Verilen Metin:
= = = = =

Bilirkişi kurulunca düzenlenen raporda özetle: dava konusu … sayılı başvuru kapsamında yer alan 03 ve 35.sınıf sınıf mal ve hizmetlerin tamamının, davacı yanın önceki tarihli Markaları kapsamında yer alan mal ve hizmetler aynı, aynı tür ya da benzerlik düzeyinde bir ilişki içerisinde olduğu, ancak ayrıntıları rapor kapsamında açıklandığı üzere taraf markaları arasında, ilgili tüketiciler nezdinde, ilişkilendirilme ihtimali dahil karıştırma ihtimaline yol açacak bir benzerliğin mevcut olmadığı, davacı yanın markalarının tanınmışlığı hususunda bir kanaate varılamadığı, bu çerçevede işlem ve dava dosyasında yeterli düzeyde delilin mevcut olmadığı, dolayısıyla 6/5 maddesinin koşullarının somut olayda meydana gelmediği, takdirin mahkemeye ait olduğu, bildirilmiştir.

= = = = =

Bir veri derlemesinden kayıtlar:
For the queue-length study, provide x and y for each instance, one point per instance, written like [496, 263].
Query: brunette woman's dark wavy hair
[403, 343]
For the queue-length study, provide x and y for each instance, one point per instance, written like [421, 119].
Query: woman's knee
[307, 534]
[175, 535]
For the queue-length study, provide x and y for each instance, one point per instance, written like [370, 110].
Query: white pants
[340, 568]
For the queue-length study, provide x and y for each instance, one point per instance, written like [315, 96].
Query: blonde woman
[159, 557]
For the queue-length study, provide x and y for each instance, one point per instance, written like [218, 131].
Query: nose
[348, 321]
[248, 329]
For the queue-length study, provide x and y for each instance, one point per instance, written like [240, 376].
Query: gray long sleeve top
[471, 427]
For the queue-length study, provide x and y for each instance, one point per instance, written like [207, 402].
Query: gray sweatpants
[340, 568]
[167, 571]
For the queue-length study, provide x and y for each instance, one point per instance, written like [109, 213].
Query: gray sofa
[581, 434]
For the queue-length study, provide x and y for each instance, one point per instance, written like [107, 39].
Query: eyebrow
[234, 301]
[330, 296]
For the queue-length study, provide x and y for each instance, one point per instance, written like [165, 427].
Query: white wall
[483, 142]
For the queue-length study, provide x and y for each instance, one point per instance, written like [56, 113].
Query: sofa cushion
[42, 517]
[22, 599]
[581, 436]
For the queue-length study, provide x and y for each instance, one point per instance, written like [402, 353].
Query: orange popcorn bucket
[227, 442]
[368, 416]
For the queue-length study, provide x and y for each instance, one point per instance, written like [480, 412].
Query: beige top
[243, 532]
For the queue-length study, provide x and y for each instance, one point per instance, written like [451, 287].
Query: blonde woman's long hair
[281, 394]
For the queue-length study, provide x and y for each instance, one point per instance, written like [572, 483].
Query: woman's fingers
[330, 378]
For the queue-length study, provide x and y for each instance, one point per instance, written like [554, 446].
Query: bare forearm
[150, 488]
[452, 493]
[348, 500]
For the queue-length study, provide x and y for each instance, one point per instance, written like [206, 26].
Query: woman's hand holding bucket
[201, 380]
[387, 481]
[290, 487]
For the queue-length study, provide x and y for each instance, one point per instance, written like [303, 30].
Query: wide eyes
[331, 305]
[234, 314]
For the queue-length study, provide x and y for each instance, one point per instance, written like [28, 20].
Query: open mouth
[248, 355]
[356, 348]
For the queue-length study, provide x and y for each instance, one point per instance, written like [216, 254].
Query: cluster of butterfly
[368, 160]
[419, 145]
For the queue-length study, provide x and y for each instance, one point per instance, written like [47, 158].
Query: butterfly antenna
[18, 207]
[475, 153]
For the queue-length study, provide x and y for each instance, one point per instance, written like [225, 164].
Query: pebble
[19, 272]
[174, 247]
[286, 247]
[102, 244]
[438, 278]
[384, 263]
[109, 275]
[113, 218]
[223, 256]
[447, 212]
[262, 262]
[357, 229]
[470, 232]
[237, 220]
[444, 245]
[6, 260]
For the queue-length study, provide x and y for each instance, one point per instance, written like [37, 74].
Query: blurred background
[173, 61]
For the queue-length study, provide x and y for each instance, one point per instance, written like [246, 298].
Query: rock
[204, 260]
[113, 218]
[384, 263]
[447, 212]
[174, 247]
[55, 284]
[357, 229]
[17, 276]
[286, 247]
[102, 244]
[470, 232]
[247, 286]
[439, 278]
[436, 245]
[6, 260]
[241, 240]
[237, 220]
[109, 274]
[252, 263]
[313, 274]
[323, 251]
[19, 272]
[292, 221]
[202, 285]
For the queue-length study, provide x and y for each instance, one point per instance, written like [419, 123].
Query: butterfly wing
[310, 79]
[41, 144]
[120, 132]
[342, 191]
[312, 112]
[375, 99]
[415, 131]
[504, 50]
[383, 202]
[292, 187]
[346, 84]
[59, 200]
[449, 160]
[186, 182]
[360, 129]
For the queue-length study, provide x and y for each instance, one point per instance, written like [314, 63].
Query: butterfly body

= = = = =

Alıştırmalar:
1. Kayıtlarda "gray" kelimesinin geçtiği bütün satırları bir araya toplayın.
2. Marka davasına ilişkin bilirkişi raporu özetini, son cümlesinden sonrasını yazarak ileriye taşıyın.

Alıştırma Cevapları:
1.
Query: gray long sleeve top
Query: gray sweatpants
Query: gray sofa

2.
Bilirkişi raporunun her iki tarafın iddia ve savunmasının kapsamı, taraf delilleri, marka kapsamları dikkate alınarak düzelendiği, hüküm kurmaya yeterli incelemenin yapıldığı, raporun usul ve yasaya aykırı yönünün bulunmadığı, hukuki değerlendirme nihai olarak mahkememizce yapılacağından yeniden rapor alınmasını gerektirir yön bulunmadığı anlaşılmıştır.
GEREKÇE:
Tescilli bir markanın ait olduğu mal ve hizmetler bakımından sağladığı korumanın kapsamı ve sınırları 10.01.2017 tarihinde yürürlüğe giren 6769 sayılı Sınai Mülkiyet Kanunu (SMK) ile düzenlenmiştir.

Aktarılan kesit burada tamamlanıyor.